EXTRACTED TEXT:
===
On Thursday 01 July 2004 14:11, you wrote:
On Jun 30, 2004 at 08:53, Ezequiel Colombo ecolombo@arcotel.net
wrote:
Hi all, i am tested the mediaproxy 1.0.1 version on a dual CPU (2.6GHz) and get at least 180 simultaneous calls ! This is a good and very scalable solution to solve NAT related problems.
Ezequiel's test result seems to be in the expected range (given our own test results).
In our tests, on a 1GHz Athlon CPU running linux 2.4.26 we got the following results:
mediaproxy reaches 95% CPU load at around 60 simultaneous calls mediaproxy gets to 100% CPU load at 80-90 calls
rtpproxy reaches 95% CPU load at 120 calls rtpproxy gets to 100% CPU load at about 150 calls
Given that we discovered that rtpproxy is only at most twice as fast as mediaproxy, we never bothered to re-implement mediaproxy in C. It's much easier to stack another box (or even more), than to spend lots of time in optimizing a program and in the end to only get it to run twice as fast.
Given that Andrei's results are very different from what our tests showed, we suspect that there were some errors in the testing procedure. Also there is an error in his patch (see comments below for details). I attached a version of rtpgenerator that was modified to work with rtpproxy, but with this error fixed.
I tested it on a dual athlon mp2000. I've also modified rtpgenerator to work with nathelper (patch for nh version attached).
Patch has a problem. It sends packets to the same IP as the generator itself (the default is 127.0.0.1) and not to the rtpproxy returned IP. This means that in it's default configuration it sends from 127.0.0.1 to 127.0.0.1 where rtpproxy doesn't listen. We tried it and it gets flooded back with "udp port unreachable". This explains the high load on the generator you've seen and the much lower load on rtpproxy.
rtpgenerator has a few drawbacks: it eats more cpu than rtproxy and cannot create more than 510 calls (the python code seems to use internally select witch doesn't work on more than 1024 file descriptors).
You can call poll3 instead of poll, but it is not designed to generate that many calls. That's why we limited it to 30 max. If it generates more it loads the cpu too much and the results are not conclusive. Instead run multiple instances with 30 calls and they should do better. Or run it on a different host that the one that runs rtpproxy.
Another problem if you try to generate too many calls with it is that it won't be able to send the packets at exactly 20ms time intervals. In this case you will see a high load on the generator and a much smaller load on rtpproxy itself. (as we noticed the thing that generates the high load on both mediaproxy and rtpproxy is the combination of many calls with the small time interval that the packets arrive at the proxy (10-20 ms). if this time interval is increased because the generator cannot push that many data at every 20ms the load on rtpproxy will decrease very quickly while the load on the generator will sharply increase).
===
WRITTEN TASK A:
Please reproduce the stored entries exactly, leaving out the pictures.
The mediaproxy thread and the entries have no connection to each other.

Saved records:
===
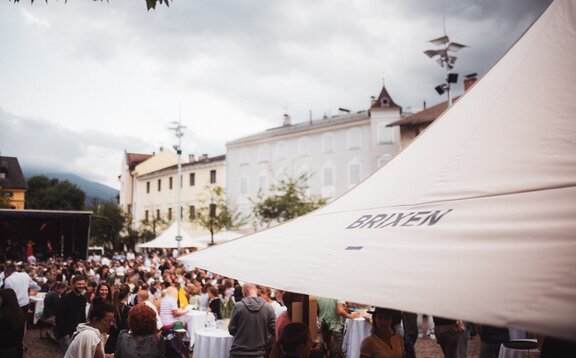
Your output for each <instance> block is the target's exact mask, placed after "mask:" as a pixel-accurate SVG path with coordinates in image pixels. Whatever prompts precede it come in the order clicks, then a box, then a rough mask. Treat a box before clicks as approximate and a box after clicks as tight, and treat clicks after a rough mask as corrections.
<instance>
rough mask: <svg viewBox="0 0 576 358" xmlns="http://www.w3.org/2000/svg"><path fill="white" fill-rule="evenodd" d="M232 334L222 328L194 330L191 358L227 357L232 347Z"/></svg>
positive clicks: (232, 339) (214, 357)
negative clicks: (191, 353) (192, 350)
mask: <svg viewBox="0 0 576 358" xmlns="http://www.w3.org/2000/svg"><path fill="white" fill-rule="evenodd" d="M232 341H233V338H232V336H231V335H230V334H229V333H228V332H227V331H224V330H222V329H201V330H198V331H196V344H195V345H194V354H193V355H192V357H193V358H228V356H229V355H230V348H231V347H232Z"/></svg>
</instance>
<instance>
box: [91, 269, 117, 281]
mask: <svg viewBox="0 0 576 358" xmlns="http://www.w3.org/2000/svg"><path fill="white" fill-rule="evenodd" d="M94 279H95V280H96V282H98V283H100V282H107V283H108V284H109V283H110V280H113V278H112V277H111V274H110V267H108V265H102V266H100V268H99V269H98V270H96V274H95V275H94Z"/></svg>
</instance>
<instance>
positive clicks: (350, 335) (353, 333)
===
WRITTEN TASK B:
Edit the part of the mediaproxy thread that opens with the words containing "Patch has a" and closes with "1024 file descriptors).", and replace "flooded" with "swamped".

TASK SOLUTION A:
Your output for each <instance> block is the target's exact mask, placed after "mask:" as a pixel-accurate SVG path with coordinates in image pixels. Whatever prompts precede it come in the order clicks, then a box, then a rough mask. Treat a box before clicks as approximate and a box after clicks as tight, and treat clicks after a rough mask as corrections.
<instance>
rough mask: <svg viewBox="0 0 576 358" xmlns="http://www.w3.org/2000/svg"><path fill="white" fill-rule="evenodd" d="M232 334L222 328L194 330L191 358L227 357L232 347Z"/></svg>
positive clicks: (232, 339) (214, 357)
negative clicks: (191, 353) (192, 350)
mask: <svg viewBox="0 0 576 358" xmlns="http://www.w3.org/2000/svg"><path fill="white" fill-rule="evenodd" d="M232 341H233V338H232V336H231V335H230V334H229V333H228V332H227V331H224V330H222V329H201V330H198V331H196V344H195V345H194V354H193V355H192V357H193V358H228V356H229V355H230V348H231V347H232Z"/></svg>
</instance>
<instance>
box: [91, 269, 117, 281]
mask: <svg viewBox="0 0 576 358" xmlns="http://www.w3.org/2000/svg"><path fill="white" fill-rule="evenodd" d="M94 279H95V280H96V282H98V283H100V282H107V283H108V284H109V283H110V280H113V278H112V277H111V274H110V267H108V265H102V266H100V268H99V269H98V270H96V274H95V275H94Z"/></svg>
</instance>
<instance>
positive clicks: (350, 335) (353, 333)

TASK SOLUTION B:
Patch has a problem. It sends packets to the same IP as the generator itself (the default is 127.0.0.1) and not to the rtpproxy returned IP. This means that in it's default configuration it sends from 127.0.0.1 to 127.0.0.1 where rtpproxy doesn't listen. We tried it and it gets swamped back with "udp port unreachable". This explains the high load on the generator you've seen and the much lower load on rtpproxy.
rtpgenerator has a few drawbacks: it eats more cpu than rtproxy and cannot create more than 510 calls (the python code seems to use internally select witch doesn't work on more than 1024 file descriptors).